● **BRIEF**
A verbatim reproduction of the lines below, from the line containing "point(73, 172)" through the line containing "point(76, 174)", both ends included, is the whole required output.
■ ■ ■ ■
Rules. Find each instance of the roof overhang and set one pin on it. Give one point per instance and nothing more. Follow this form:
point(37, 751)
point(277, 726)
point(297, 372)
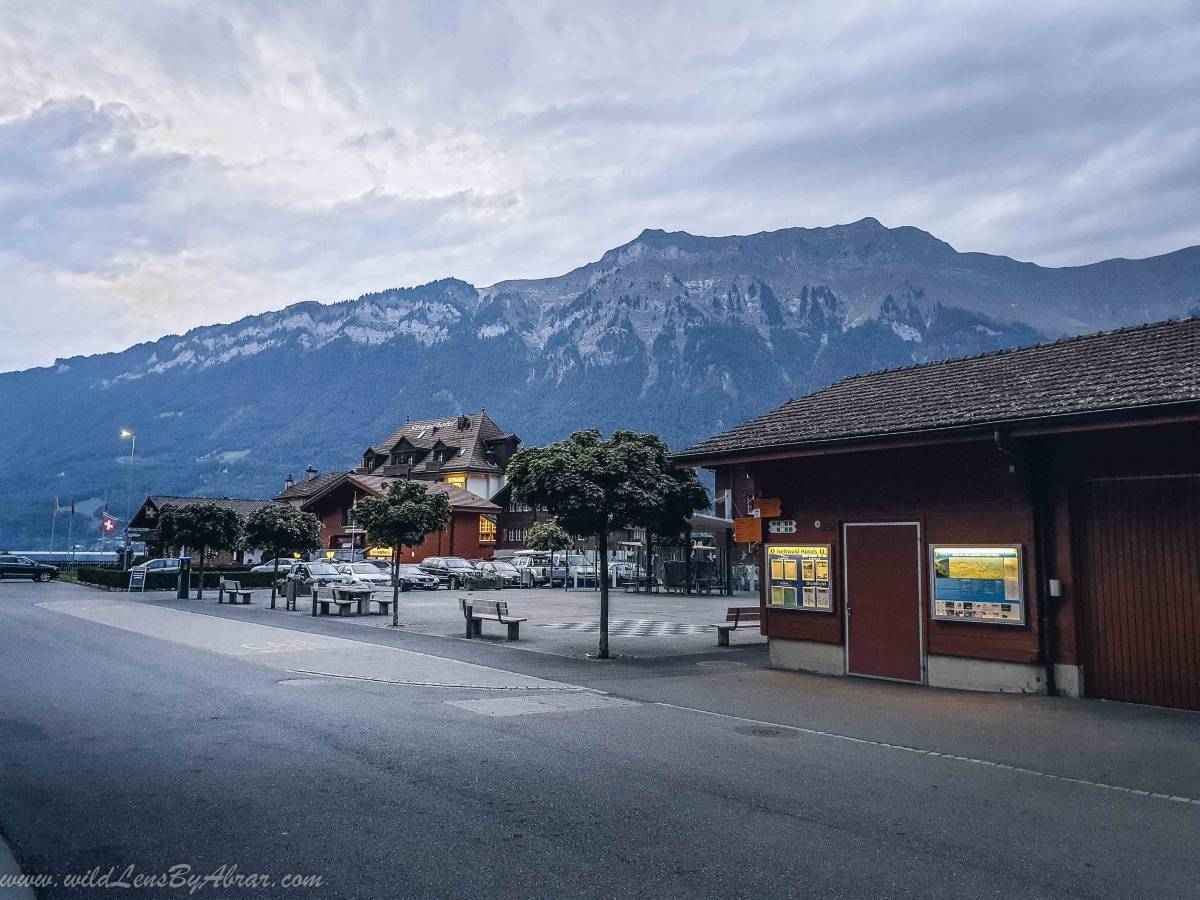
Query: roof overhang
point(1026, 427)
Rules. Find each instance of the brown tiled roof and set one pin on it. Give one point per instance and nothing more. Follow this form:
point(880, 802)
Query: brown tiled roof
point(472, 441)
point(1109, 371)
point(459, 497)
point(307, 487)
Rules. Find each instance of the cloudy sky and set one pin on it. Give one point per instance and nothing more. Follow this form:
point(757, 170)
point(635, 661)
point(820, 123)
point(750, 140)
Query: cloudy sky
point(171, 165)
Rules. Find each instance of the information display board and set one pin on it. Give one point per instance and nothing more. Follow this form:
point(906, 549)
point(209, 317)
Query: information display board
point(978, 583)
point(798, 577)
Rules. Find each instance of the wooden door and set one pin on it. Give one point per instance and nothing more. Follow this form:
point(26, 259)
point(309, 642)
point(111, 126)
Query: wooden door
point(882, 577)
point(1138, 553)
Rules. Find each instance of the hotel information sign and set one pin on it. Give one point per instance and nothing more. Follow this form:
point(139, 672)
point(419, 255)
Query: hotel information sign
point(978, 583)
point(798, 577)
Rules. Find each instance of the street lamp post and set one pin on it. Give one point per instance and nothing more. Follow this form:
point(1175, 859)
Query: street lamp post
point(129, 484)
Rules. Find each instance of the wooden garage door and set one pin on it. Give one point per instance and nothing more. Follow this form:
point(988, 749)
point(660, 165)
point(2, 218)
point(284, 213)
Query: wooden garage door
point(1138, 550)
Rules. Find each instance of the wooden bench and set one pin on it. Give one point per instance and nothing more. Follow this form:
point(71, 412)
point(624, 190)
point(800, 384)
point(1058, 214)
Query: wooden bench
point(475, 612)
point(733, 617)
point(233, 588)
point(321, 605)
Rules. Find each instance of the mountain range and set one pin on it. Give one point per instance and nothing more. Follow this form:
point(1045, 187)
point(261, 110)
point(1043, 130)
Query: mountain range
point(672, 333)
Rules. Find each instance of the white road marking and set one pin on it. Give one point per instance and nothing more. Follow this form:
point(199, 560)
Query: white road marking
point(537, 705)
point(939, 755)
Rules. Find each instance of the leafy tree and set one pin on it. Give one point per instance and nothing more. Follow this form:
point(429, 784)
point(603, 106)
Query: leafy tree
point(594, 486)
point(281, 528)
point(551, 537)
point(207, 527)
point(669, 523)
point(402, 519)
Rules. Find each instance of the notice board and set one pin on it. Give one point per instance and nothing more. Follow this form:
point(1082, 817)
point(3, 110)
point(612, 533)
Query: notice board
point(978, 583)
point(798, 577)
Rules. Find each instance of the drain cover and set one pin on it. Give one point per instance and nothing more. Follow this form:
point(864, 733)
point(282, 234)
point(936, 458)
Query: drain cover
point(765, 731)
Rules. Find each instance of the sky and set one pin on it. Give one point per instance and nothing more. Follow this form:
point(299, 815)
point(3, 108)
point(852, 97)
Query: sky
point(171, 165)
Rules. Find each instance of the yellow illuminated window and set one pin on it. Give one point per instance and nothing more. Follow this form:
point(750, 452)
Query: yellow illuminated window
point(486, 529)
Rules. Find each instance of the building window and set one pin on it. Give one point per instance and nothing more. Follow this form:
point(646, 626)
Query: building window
point(487, 529)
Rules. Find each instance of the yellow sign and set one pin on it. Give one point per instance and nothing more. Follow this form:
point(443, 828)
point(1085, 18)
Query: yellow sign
point(799, 577)
point(768, 507)
point(747, 529)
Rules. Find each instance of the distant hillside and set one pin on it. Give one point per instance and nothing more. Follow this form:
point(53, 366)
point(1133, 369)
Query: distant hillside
point(671, 333)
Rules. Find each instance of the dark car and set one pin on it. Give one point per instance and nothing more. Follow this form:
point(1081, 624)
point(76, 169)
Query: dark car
point(415, 579)
point(25, 568)
point(508, 574)
point(456, 573)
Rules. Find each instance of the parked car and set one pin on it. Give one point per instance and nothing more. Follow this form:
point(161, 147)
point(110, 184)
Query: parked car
point(415, 579)
point(25, 568)
point(167, 564)
point(286, 565)
point(534, 568)
point(365, 574)
point(316, 575)
point(456, 573)
point(508, 574)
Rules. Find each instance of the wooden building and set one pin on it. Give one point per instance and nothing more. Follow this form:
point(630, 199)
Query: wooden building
point(462, 456)
point(1027, 520)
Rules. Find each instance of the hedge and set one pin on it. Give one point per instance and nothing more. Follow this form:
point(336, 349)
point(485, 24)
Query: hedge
point(168, 581)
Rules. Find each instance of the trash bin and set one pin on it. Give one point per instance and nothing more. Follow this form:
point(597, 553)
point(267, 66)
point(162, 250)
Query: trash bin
point(183, 588)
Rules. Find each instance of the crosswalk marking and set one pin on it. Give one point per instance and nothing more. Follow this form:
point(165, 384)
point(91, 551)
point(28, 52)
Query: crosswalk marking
point(630, 628)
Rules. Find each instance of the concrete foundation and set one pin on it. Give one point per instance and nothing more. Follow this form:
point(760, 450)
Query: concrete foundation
point(807, 657)
point(1068, 679)
point(979, 675)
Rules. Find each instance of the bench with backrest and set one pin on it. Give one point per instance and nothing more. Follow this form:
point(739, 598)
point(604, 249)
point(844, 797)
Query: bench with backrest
point(475, 612)
point(321, 605)
point(735, 617)
point(233, 588)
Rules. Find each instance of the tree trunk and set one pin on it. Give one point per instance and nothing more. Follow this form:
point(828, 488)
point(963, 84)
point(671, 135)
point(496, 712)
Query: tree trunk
point(604, 594)
point(687, 563)
point(395, 586)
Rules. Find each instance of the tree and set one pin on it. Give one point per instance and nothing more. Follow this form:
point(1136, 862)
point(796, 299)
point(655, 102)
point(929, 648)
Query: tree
point(547, 535)
point(594, 486)
point(208, 527)
point(551, 537)
point(282, 528)
point(402, 519)
point(682, 495)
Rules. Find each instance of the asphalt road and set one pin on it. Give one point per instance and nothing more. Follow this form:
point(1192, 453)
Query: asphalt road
point(151, 735)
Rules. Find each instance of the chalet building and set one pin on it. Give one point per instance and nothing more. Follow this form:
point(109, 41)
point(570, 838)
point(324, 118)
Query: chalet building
point(462, 456)
point(1023, 521)
point(144, 523)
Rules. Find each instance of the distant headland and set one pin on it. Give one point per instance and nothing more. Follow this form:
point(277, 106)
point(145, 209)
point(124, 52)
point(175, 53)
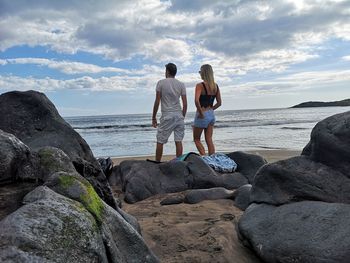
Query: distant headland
point(308, 104)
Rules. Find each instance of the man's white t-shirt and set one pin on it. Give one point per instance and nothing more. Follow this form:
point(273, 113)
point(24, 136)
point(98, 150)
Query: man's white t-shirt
point(171, 90)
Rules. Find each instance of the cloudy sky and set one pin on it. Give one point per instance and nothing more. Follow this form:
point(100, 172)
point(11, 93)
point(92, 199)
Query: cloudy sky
point(105, 57)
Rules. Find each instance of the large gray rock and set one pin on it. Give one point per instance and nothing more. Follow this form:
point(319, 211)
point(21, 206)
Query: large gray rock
point(32, 118)
point(54, 160)
point(17, 162)
point(297, 179)
point(50, 228)
point(247, 164)
point(305, 231)
point(142, 179)
point(119, 230)
point(74, 186)
point(330, 142)
point(19, 172)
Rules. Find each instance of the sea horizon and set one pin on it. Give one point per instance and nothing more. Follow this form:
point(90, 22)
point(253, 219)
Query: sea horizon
point(127, 135)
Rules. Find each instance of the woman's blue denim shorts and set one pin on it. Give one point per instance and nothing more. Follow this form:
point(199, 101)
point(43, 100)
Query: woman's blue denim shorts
point(209, 119)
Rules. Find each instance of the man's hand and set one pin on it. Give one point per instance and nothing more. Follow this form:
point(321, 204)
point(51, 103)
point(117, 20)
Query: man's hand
point(154, 123)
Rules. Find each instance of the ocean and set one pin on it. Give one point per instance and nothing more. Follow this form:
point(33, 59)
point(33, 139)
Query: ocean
point(133, 135)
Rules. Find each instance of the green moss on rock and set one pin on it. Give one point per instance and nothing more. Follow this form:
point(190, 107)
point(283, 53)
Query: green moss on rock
point(92, 202)
point(88, 196)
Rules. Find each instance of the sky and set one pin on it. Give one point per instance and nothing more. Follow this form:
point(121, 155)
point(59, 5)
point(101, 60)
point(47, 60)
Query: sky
point(105, 57)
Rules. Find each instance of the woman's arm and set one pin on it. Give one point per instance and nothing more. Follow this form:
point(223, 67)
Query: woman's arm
point(218, 100)
point(196, 99)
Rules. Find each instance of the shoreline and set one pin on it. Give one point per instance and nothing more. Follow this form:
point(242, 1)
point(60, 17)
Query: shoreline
point(272, 155)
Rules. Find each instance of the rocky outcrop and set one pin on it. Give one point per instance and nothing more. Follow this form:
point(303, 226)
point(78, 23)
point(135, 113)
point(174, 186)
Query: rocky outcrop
point(142, 179)
point(299, 179)
point(50, 227)
point(49, 211)
point(247, 163)
point(306, 231)
point(300, 207)
point(17, 162)
point(330, 143)
point(33, 119)
point(66, 221)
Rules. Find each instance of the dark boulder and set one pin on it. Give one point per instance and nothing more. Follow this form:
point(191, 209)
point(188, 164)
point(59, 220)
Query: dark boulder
point(17, 162)
point(247, 164)
point(50, 228)
point(298, 179)
point(32, 118)
point(242, 196)
point(307, 231)
point(19, 172)
point(54, 160)
point(330, 142)
point(142, 179)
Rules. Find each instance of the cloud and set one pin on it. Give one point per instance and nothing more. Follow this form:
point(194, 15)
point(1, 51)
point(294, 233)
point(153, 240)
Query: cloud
point(292, 84)
point(67, 67)
point(240, 36)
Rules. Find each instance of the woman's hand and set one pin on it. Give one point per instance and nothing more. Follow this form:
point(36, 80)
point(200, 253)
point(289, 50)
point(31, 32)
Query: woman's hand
point(154, 123)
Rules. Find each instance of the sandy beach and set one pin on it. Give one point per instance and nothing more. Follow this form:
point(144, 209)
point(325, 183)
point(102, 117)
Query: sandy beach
point(269, 155)
point(193, 233)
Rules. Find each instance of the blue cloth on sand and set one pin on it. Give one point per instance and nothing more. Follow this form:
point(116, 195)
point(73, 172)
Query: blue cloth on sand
point(220, 162)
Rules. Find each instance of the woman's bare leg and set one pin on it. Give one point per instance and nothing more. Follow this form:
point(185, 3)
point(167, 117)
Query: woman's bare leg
point(208, 133)
point(197, 132)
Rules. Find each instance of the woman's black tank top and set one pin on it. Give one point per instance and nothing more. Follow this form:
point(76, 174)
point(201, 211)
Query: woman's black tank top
point(207, 100)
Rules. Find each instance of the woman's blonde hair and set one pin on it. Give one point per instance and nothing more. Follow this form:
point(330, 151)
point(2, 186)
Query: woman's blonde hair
point(207, 75)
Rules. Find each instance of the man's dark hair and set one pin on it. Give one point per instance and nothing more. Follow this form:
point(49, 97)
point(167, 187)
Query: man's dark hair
point(171, 68)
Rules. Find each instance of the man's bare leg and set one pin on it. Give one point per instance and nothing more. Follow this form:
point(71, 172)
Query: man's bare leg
point(179, 148)
point(159, 151)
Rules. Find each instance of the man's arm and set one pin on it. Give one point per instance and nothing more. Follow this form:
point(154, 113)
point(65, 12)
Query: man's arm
point(155, 109)
point(184, 104)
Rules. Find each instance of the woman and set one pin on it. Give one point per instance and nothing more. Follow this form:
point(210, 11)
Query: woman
point(206, 92)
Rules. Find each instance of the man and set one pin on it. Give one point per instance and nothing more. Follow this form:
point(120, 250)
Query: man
point(168, 93)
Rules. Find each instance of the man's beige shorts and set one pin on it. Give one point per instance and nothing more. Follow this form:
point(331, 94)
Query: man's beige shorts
point(171, 123)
■ ■ ■ ■
● **RESULT OF THE TASK**
point(73, 172)
Query: blue cloth on sand
point(220, 162)
Rules. Find each instance of the woman's bare leg and set one pin on it. Give one point per instance and nothing more. Follow this form:
point(185, 3)
point(167, 117)
Query: woman's bare leg
point(208, 133)
point(197, 132)
Rules. Find each instance of the woman's black tank top and set one pin on it. Give one point per instance and nothing more. Follow this form:
point(76, 174)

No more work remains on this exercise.